--- START Data in this exercise ---

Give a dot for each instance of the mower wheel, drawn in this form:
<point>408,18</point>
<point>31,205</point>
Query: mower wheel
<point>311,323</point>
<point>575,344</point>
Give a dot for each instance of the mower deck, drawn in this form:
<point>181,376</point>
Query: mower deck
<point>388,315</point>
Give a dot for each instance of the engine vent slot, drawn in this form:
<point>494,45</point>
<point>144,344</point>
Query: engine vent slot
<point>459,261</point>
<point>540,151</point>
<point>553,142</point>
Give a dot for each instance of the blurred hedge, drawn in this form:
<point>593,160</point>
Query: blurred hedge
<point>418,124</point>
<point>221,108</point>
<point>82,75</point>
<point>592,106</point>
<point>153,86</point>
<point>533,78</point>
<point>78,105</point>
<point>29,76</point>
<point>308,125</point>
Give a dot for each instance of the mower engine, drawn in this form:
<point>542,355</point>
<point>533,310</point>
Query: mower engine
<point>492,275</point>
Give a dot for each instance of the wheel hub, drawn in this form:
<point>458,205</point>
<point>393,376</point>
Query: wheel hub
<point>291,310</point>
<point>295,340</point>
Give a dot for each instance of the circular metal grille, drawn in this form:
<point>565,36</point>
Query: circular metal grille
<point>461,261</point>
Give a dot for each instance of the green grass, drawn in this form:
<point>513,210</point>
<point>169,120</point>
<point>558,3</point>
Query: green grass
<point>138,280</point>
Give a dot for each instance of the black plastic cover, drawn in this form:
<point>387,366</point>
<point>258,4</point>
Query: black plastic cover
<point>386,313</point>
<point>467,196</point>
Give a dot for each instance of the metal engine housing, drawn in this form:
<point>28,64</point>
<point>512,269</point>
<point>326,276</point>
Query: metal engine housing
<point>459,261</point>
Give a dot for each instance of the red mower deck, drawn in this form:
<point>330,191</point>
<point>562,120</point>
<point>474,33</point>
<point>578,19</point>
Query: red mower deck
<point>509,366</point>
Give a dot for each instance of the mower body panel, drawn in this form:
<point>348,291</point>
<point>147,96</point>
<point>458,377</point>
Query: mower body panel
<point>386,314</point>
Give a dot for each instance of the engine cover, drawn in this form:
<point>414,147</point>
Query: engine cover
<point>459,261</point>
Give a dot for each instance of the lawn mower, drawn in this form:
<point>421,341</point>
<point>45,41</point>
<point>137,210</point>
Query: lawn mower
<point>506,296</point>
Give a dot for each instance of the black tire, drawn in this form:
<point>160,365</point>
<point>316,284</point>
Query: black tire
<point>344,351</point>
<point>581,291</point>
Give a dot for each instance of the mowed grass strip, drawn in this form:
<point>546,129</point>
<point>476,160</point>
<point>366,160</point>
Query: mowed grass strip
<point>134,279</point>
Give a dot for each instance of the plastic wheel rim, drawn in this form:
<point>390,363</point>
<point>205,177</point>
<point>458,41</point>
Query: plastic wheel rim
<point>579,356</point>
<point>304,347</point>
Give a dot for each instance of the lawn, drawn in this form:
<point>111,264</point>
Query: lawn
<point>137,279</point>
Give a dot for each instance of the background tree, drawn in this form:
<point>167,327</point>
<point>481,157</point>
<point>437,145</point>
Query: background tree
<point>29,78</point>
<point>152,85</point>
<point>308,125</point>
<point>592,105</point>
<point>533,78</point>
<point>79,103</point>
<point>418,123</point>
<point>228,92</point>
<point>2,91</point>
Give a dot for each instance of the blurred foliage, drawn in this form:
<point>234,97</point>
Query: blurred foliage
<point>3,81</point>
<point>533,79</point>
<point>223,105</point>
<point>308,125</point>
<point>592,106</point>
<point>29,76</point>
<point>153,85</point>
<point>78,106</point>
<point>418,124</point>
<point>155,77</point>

--- END Data in this exercise ---

*Task instructions*
Starting at the line that contains "Give a dot for each instance of the lawn, drawn" and ending with the last line of the data, write out every line again, requests included, and raise each coordinate in the answers by 145. Leave the numbers in the requests and their sample points as they are.

*Answer for this exercise*
Give a dot for each instance of the lawn, drawn in this form:
<point>111,264</point>
Query: lawn
<point>282,424</point>
Give a dot for each instance of the background tree, drawn in this form:
<point>167,327</point>
<point>481,157</point>
<point>437,145</point>
Query: background tree
<point>174,223</point>
<point>297,230</point>
<point>453,270</point>
<point>737,250</point>
<point>678,223</point>
<point>224,248</point>
<point>563,268</point>
<point>373,237</point>
<point>147,236</point>
Give a dot for each instance of the blurred foliage, drawn in this form:
<point>234,97</point>
Query: blurred foliage
<point>148,226</point>
<point>678,224</point>
<point>368,250</point>
<point>453,270</point>
<point>737,251</point>
<point>174,221</point>
<point>298,230</point>
<point>223,251</point>
<point>563,269</point>
<point>300,222</point>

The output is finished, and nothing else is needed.